Source records.
+ + + + +
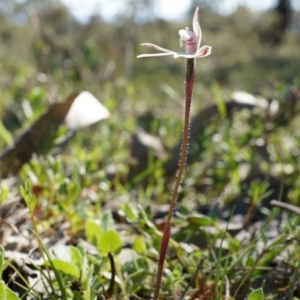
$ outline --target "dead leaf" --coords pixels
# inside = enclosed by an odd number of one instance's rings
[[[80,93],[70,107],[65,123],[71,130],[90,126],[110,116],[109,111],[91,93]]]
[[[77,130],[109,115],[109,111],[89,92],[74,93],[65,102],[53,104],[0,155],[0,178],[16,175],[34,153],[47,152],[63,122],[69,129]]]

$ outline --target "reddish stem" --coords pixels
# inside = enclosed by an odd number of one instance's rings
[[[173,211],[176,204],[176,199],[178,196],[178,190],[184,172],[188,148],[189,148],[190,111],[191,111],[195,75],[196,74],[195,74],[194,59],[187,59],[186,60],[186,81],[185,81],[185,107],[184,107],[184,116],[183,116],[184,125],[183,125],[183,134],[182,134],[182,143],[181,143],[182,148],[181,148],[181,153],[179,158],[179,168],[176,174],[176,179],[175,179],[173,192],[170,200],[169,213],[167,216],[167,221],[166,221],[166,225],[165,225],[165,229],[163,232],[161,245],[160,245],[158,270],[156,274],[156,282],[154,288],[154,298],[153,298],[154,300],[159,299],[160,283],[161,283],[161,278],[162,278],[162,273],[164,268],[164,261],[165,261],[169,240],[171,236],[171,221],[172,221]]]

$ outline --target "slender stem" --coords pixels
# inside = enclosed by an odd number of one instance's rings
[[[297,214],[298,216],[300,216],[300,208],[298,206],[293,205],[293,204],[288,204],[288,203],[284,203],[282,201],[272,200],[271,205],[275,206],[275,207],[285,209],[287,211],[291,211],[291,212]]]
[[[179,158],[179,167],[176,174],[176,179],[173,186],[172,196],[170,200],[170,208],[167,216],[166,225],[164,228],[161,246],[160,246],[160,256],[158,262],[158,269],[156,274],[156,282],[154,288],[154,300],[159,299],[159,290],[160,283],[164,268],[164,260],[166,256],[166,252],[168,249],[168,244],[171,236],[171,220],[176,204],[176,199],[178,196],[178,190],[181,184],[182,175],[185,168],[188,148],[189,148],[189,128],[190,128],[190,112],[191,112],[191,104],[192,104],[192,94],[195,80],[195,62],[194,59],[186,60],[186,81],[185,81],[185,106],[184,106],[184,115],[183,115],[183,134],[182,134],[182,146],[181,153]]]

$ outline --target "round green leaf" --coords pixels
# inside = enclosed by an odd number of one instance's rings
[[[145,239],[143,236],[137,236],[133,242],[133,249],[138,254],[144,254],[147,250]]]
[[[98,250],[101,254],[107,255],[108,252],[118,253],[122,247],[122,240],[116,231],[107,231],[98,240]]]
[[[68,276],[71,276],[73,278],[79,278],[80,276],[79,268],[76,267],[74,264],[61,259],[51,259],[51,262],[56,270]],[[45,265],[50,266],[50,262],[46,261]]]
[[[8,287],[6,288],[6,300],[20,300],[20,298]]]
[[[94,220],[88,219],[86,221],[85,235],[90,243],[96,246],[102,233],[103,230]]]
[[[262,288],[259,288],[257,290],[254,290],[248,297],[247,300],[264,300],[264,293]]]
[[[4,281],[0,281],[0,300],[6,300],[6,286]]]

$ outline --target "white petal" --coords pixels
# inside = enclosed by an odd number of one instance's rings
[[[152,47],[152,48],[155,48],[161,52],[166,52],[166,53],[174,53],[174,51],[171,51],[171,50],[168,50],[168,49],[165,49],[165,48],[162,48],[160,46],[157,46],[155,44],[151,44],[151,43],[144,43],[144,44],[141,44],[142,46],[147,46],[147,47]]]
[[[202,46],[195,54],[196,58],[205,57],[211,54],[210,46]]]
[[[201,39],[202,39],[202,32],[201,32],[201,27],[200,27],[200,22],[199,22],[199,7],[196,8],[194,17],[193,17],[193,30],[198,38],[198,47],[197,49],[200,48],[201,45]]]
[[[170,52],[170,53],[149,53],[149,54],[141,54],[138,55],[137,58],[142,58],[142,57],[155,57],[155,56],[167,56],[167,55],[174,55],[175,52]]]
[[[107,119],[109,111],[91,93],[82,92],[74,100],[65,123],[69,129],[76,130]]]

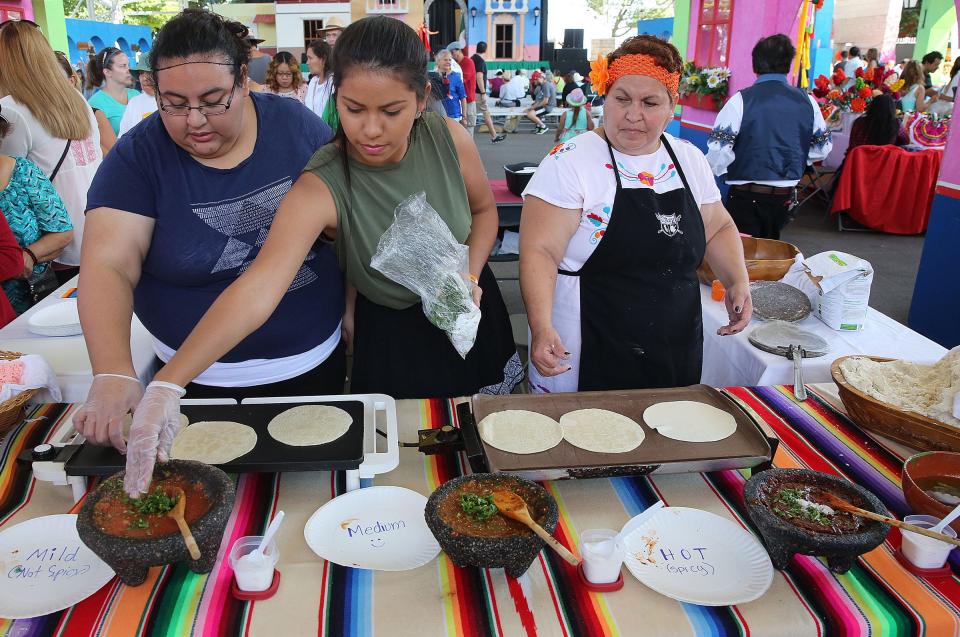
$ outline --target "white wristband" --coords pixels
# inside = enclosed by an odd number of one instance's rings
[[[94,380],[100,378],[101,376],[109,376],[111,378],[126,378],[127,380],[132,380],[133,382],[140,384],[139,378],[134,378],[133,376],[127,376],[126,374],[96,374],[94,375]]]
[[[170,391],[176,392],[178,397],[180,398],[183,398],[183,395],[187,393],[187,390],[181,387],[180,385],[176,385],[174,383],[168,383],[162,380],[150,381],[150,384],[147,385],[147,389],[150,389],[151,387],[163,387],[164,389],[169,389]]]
+ + + + +
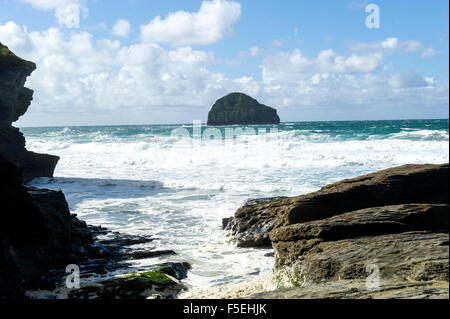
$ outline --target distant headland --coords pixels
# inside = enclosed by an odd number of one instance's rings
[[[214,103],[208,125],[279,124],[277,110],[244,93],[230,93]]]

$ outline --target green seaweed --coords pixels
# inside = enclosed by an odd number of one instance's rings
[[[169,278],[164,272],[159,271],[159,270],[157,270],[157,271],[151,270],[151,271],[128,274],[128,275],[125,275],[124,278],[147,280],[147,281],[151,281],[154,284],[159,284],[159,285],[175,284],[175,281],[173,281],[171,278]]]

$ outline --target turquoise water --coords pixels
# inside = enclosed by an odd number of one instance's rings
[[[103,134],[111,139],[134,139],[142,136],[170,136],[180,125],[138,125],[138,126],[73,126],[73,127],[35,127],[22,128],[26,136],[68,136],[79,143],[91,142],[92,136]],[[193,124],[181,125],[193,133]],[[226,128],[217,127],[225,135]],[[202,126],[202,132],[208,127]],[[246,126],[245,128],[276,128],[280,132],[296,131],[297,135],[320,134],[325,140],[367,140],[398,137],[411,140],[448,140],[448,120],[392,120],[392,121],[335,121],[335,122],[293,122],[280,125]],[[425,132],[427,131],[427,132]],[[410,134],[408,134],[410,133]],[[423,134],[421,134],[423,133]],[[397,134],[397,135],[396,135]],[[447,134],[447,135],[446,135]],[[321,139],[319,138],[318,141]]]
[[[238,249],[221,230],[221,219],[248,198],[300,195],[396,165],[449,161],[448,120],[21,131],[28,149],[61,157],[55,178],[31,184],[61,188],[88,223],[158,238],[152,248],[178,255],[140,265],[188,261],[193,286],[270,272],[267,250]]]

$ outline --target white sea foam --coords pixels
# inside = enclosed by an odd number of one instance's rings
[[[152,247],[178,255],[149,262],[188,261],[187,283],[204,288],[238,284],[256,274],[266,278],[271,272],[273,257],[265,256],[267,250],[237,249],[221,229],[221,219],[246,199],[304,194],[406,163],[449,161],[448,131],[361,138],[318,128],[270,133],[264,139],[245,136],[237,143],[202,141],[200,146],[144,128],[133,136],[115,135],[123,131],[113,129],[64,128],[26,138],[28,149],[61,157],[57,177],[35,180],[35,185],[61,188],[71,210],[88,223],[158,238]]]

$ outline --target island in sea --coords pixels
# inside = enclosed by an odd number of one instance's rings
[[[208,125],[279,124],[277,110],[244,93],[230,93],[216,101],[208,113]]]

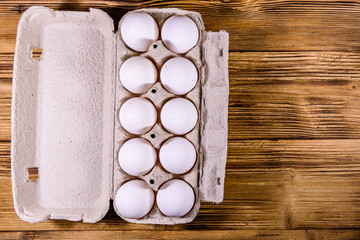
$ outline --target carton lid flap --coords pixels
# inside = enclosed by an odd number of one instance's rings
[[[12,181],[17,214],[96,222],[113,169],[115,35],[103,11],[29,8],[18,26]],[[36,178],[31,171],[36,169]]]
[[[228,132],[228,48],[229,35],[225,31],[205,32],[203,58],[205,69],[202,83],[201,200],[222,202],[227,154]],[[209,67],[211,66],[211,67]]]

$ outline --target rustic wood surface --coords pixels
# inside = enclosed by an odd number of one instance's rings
+ + + + +
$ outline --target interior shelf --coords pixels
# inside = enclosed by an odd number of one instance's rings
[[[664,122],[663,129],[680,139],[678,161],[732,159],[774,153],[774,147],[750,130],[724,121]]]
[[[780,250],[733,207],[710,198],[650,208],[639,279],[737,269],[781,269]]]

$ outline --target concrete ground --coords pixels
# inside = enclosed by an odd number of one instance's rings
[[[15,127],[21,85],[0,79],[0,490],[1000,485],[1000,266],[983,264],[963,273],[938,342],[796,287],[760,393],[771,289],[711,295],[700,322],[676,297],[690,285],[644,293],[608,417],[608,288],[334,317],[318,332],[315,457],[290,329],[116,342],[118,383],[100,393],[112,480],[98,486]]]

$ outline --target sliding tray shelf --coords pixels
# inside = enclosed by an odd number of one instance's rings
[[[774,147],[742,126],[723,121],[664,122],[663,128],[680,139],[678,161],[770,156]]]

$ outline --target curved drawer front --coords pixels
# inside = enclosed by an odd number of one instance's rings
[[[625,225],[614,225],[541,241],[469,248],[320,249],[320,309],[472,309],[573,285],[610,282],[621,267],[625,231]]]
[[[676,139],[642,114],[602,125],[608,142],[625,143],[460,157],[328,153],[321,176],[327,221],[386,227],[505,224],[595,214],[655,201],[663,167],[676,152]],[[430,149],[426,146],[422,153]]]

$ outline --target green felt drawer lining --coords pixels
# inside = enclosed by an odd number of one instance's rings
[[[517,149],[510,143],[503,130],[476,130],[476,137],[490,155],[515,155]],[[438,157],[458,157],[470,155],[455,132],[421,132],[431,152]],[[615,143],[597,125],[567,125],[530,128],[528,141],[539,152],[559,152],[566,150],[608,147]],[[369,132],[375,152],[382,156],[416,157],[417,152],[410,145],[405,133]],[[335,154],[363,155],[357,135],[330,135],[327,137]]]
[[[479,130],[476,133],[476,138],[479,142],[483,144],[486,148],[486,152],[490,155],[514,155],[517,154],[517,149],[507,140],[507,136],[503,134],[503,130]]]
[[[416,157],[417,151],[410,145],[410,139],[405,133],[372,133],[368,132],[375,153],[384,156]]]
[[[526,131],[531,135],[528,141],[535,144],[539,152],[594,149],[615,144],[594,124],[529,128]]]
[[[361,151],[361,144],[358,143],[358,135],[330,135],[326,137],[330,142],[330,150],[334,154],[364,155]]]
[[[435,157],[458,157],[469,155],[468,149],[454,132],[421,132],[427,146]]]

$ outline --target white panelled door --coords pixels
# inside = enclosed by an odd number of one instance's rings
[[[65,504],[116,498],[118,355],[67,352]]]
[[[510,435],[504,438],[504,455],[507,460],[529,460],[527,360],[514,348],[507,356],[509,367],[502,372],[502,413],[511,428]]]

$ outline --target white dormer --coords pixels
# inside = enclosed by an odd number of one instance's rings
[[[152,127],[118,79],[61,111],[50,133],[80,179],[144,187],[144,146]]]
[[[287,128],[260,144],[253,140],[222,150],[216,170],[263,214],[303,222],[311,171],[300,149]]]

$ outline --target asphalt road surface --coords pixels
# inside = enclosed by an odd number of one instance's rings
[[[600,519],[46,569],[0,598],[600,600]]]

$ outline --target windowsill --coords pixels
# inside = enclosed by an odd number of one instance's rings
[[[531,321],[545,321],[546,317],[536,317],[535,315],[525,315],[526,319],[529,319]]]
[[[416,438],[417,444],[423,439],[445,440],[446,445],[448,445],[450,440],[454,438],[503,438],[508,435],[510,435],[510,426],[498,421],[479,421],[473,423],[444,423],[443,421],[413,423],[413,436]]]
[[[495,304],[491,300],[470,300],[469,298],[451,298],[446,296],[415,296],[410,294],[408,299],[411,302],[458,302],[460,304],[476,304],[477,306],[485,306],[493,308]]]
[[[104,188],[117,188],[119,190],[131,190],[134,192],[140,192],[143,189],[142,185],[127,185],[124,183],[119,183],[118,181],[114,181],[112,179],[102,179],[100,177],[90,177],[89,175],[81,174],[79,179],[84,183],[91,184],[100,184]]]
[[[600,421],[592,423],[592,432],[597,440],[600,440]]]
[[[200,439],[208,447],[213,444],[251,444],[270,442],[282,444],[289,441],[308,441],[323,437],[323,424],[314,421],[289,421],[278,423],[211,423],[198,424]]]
+ + + + +
Task to complete.
Search the records for the word "shelf". Copy every line that has it.

Response to this exercise.
$ outline --target interior shelf --coords pixels
$ outline --target sliding tray shelf --coords pixels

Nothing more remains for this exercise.